*WHAT YOU SHOULD DO*:
Answer these questions from the event announcement below.
(a) Who wrote Marx in Paris, 1871?
(b) Which family member goes to Paris with Karl Marx?
(c) To which country do they eventually return?

*EXCERPTED PASSAGE*:
Join Haymarket for a discussion celebrating the release of Olivier Besancenot and Michael Löwy’s Marx in Paris, 1871.

This deeply informed, eminently enjoyable work of historical fiction places Karl Marx in the thick of the unprecedented events of the Paris Commune. In disguise, employing imperfect but serviceable French, Karl and his eldest daughter, Jenny, encounter and debate many important figures of the movement, including Léo Frankel, Eugène Varlin, Charles Longuet, Elisabeth Dmitrieff, and Louise Michel, eventually returning to England with a profoundly changed sense of political possibility. “This book adds to the tradition evolving since Marx and Lenin.

*RECORD EXTRACTS*:
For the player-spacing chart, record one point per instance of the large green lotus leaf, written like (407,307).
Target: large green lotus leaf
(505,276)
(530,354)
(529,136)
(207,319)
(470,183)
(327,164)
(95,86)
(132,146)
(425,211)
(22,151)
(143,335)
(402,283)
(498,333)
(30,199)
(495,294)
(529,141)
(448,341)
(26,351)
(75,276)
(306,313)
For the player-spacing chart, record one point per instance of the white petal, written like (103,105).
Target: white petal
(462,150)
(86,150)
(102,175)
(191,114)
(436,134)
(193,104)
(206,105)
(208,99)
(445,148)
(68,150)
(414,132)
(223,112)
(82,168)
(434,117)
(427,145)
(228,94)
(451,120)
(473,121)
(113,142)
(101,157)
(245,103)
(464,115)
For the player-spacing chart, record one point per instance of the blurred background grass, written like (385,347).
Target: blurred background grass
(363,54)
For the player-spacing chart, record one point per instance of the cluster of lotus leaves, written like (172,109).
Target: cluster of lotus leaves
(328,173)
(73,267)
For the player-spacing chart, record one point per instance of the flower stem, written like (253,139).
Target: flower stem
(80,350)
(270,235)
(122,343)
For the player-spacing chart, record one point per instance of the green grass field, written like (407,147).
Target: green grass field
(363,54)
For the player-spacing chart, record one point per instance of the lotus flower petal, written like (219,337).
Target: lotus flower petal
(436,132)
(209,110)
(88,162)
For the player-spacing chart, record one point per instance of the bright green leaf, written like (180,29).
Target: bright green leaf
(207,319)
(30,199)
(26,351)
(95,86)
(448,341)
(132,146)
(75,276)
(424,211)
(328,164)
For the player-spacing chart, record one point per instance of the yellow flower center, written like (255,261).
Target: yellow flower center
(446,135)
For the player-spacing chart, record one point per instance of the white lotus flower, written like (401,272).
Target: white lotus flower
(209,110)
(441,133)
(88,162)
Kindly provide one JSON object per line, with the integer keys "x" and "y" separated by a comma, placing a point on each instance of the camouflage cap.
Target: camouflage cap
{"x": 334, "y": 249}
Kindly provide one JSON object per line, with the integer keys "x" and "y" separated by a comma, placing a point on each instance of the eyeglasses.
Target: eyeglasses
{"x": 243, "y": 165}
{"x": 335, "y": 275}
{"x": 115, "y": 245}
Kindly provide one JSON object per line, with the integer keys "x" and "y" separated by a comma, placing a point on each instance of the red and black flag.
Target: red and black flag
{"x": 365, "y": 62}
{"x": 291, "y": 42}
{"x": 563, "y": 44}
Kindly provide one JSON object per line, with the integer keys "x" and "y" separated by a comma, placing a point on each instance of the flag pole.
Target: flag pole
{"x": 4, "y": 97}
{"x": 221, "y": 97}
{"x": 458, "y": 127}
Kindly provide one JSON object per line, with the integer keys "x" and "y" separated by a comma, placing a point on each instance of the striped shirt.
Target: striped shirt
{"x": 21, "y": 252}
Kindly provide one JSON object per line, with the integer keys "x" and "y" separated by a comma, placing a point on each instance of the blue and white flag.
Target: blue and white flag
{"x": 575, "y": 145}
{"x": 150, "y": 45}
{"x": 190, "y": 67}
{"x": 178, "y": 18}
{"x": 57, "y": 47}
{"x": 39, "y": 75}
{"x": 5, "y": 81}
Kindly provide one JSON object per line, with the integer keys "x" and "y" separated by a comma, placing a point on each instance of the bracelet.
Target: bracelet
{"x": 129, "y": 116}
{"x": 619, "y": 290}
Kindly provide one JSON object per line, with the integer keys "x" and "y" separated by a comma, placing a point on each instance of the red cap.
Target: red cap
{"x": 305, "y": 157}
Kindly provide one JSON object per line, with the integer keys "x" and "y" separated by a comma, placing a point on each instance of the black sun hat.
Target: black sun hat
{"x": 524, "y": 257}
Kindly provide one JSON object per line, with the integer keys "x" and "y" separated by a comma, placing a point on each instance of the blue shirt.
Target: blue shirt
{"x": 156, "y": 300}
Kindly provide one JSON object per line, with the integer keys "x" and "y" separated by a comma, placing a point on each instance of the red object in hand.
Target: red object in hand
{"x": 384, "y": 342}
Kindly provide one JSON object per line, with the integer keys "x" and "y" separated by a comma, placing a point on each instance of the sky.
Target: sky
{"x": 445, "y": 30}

*ANSWER IN FULL*:
(a) Olivier Besancenot and Michael Löwy
(b) His eldest daughter, Jenny
(c) England